**Reading text**:

● ● ● ● ●

Wednesday 4 February 2009

CUPS 7 and VMWare

Aye up,

After a period that felt like pulling teeth, I finally got CUPS 7 to install on VMWare. I got all sorts of crashes and mount problems with even doing an upgrade using ESXi that I decided to use Windows based VMWare. Thankfully it installed, and as a matter of course i used IDE drive mode instead of SCSI. I'd be interested to know if anyone else has had similar problems. The version I was trying to install was 7.0.2.10000-36.

Oh and by the way, I certainly got stuck by this for not RTFM, but just so you know you MUST have CUPS 7, with CUCM 7, otherwise the Sync Agent won't work and you won't get AXL users jumping across the pipe to CUPS.

Monday 2 February 2009

CUCM NFR bundle finally arrives!

Hi all,

We've probably been waiting 3 months for our NFR bundle, which is pretty ridiculous to be honest. We've actually been holding back putting CallManager 7.0 deployments for customers and going for 6.x instead as it's been such a nightmare waiting for software and licenses.

But today, I get excited!

I'm currently upgrading Presence 6.x to 7.x as we ran into a problem with CUPS 7.0 where it decided to stop it's Sync Agent working after we upgraded from CUCM 6.1 to 7.0! The symptoms are that the Sync Agent refuses to start on CUPS (And we get an error in the troubleshooter to say the version of CUCM has changed), and that AXL sync's no longer work to CUCM, so new users on CUCM don't get plumbed across to CUPS. More on this to follow!

● ● ● ● ●

**Questions**:
a: According to the blog posts about CUPS and CUCM, why had the team been choosing 6.x over CallManager 7.0 for customer deployments? Answer in one to three sentences.
b: Continue the blog posts about CUPS and CUCM, starting after their final sentence.
None of the records is needed here.

**Source data**:

● ● ● ● ●

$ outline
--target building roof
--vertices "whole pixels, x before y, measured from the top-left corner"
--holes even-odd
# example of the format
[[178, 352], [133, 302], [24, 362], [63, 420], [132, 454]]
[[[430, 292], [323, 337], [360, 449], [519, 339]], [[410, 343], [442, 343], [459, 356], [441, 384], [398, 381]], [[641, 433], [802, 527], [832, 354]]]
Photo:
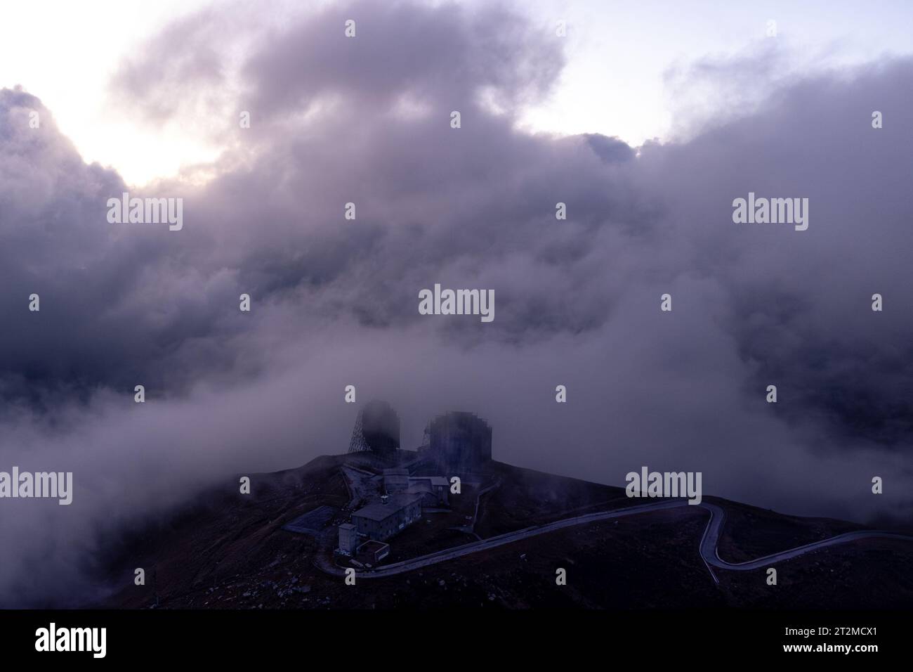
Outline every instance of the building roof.
[[431, 481], [432, 485], [443, 485], [446, 487], [450, 485], [448, 481], [444, 476], [409, 476], [410, 481]]
[[386, 520], [391, 516], [402, 511], [409, 504], [420, 499], [420, 496], [410, 495], [409, 493], [396, 493], [391, 495], [386, 504], [374, 502], [355, 511], [352, 517], [367, 518], [368, 520]]

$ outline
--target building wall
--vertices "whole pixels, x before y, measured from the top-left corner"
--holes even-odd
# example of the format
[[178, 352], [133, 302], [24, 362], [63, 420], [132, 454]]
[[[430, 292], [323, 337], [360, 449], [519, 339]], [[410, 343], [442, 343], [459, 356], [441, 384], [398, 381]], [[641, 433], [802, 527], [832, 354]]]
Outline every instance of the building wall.
[[444, 468], [467, 473], [491, 460], [491, 428], [473, 413], [436, 418], [430, 435], [429, 453]]

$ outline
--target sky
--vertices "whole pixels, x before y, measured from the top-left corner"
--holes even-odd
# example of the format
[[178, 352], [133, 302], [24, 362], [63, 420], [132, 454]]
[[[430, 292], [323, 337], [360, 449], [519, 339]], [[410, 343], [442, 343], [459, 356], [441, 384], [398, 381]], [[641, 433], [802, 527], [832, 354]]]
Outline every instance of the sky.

● ● ● ● ●

**Exercise results**:
a: The team had waited about three months for its NFR bundle. Waiting for software and licenses had been such a nightmare that they held back CallManager 7.0 deployments for customers and went with 6.x instead.

b:
One other bit of oddness was that i'm running Unity Connection 2.1 (latest ES release) in VMWare. I wanted to upgrade it to UCX 7.0, but the OS Administration tells me that the version i'm running does not permit upgrades using the disk I have. A bit odd, but i'll try to find a workaround before taking the plunge and reinstalling it completely.

Finally, I have the discs for IPCC Express 7, and Mobility Advantage, which should be pretty cool products to get going in the lab.

The intention is to buy a PC from Ebay (around £200) with a dual core Athlon CPU, load it up with RAM, Disk space and network cards; and then to run the four primary products on that server from my house as the start of a CCIE lab. Throw in some 2621 XM's into the mix, and we have a Cisco Disco!